**Your assignment:** Resume the blog post on coronavirus and pregnancy, continuing right after its final sentence.

**Provided passage:**
+++
Coronavirus - Why Being a ‘Vulnerable Group’ Doesn’t Matterby Robert Dunne
Ok, now that toilet roll has become the most valuable commodity in the world, lets just take a minute to consider this, WHAT THE HELL ARE WE DOING?!
Now please don’t get me wrong, I’m not suggesting that just because we’re British we should approach this with a top hat and afternoon tea with scones and no care whatsoever, but I mean toilet roll, seriously?! Next thing you know we’re going to be praising Lord Andrex, ruler of the triple-ply! Do you now see where I'm going with this?
I would just like to take a moment to say I do appreciate the risk coronavirus poses to some parts of the population, I am simply trying to add some humour to the situation, but today I want to take a minute to just hopefully put some minds at ease over who is actually at risk and who isn’t, more specifically in regards to the world of pregnancy.
See in recent days, the government has announced that pregnant women are part of the vulnerable groups who should be warier of the risks of coronavirus, but, why is this?
+++
**Source material:**
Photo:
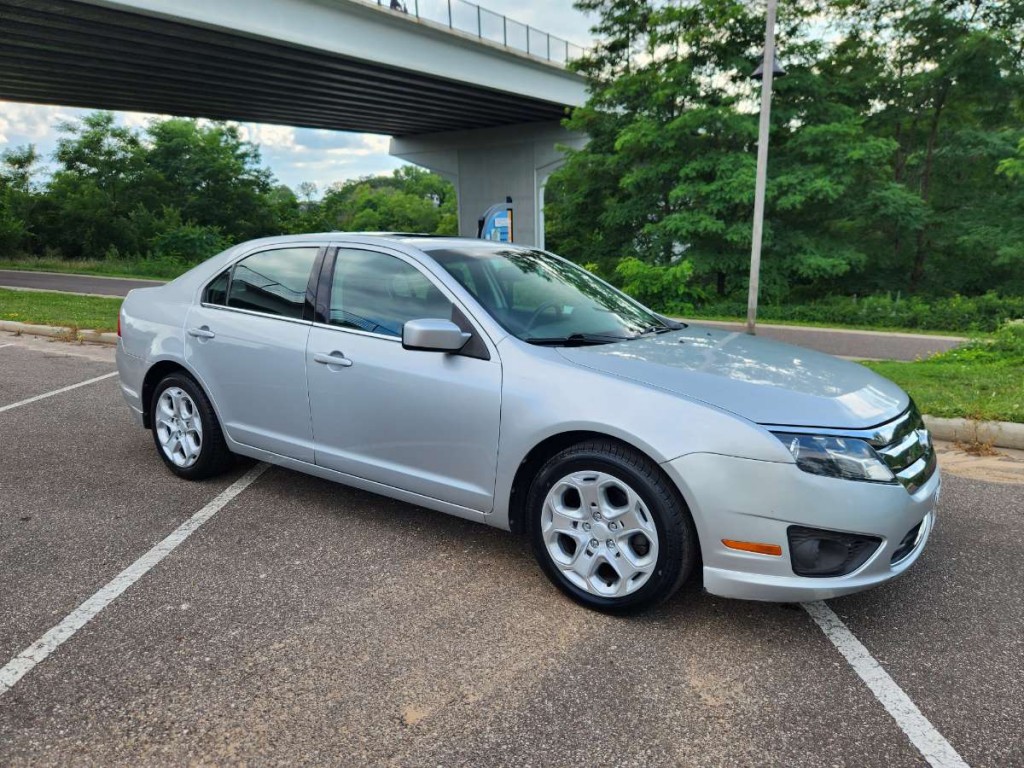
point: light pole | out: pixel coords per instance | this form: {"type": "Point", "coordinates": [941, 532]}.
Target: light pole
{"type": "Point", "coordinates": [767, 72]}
+++
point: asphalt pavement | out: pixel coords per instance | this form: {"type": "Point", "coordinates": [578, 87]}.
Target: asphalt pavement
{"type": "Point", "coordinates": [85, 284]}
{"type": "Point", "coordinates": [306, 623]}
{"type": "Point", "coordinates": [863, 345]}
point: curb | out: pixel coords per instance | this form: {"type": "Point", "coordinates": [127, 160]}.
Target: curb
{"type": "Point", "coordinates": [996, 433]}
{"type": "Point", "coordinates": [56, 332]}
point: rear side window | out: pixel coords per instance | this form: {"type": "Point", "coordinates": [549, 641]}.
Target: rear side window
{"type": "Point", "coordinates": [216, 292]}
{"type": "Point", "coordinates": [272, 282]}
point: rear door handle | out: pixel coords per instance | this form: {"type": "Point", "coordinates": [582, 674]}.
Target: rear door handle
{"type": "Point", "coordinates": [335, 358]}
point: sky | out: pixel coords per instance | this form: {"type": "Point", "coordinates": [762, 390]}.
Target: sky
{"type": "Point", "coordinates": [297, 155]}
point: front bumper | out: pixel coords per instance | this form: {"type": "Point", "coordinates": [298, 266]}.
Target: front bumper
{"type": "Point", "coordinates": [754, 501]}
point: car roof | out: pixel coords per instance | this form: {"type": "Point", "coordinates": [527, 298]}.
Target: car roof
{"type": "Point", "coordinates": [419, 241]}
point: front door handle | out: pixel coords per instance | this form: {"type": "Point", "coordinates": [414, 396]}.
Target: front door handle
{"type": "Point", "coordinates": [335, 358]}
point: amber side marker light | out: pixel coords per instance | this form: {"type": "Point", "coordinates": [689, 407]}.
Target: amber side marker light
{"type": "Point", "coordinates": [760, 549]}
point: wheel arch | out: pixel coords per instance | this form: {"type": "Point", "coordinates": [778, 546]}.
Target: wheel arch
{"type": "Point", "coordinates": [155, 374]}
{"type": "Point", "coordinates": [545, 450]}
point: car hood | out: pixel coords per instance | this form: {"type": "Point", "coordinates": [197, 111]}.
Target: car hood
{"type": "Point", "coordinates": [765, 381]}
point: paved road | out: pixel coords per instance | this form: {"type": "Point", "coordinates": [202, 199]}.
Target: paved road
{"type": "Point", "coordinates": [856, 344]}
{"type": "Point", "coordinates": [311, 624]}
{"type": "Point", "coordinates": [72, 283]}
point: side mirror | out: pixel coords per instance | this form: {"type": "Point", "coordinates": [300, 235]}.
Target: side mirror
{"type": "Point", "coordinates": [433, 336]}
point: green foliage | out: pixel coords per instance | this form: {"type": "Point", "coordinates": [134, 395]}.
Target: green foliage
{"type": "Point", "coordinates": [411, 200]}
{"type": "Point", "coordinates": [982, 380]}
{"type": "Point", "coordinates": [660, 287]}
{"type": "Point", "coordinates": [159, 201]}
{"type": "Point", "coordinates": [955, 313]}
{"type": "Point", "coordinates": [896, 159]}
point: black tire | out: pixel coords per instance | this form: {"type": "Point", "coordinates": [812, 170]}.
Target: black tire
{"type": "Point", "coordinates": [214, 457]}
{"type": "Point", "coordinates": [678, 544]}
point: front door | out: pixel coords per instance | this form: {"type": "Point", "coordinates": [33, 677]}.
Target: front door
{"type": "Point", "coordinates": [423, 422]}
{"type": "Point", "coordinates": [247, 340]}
+++
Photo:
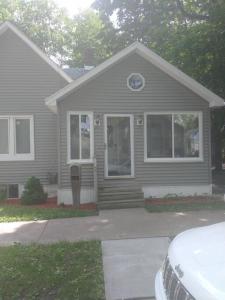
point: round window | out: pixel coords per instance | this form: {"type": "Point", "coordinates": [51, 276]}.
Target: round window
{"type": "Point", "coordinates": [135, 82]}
+++
**Answer area:**
In essence, viral infections in some cases are known to be worse in pregnant women, but the important thing to consider is that it's only in 'some cases', as currently there is no evidence to suggest that this will be the case for everyone.
It also needs to be remembered that pregnant women are no more likely to catch the virus than anyone else, so as long as you take adequate precautions, you will be absolutely fine. So I am just going to reiterate some of the points that need to be remembered for expecting mums so that you are as aware as you can be.
‘What effect will the virus have on my baby if I’m infected?’
Very simply, the evidence currently suggests that the virus cannot be passed to your baby during pregnancy. One thing to note is that some babies born to patients in China were born prematurely, however it is yet to be confirmed whether this is linked to the virus. If you are worried about your baby during your self-isolation period, do not go to A&E or a maternity triage unit. Instead, contact your midwife, or, out of hours, your maternity team, they will then decide whether you need to visit the hospital. If you do, travel via either private or hospital transport, and warn the maternity triage reception prior to arriving. But it needs to be remembered that at this moment there is no evidence suggesting the virus can be passed to your baby, although they will be tested for it post-delivery for safety.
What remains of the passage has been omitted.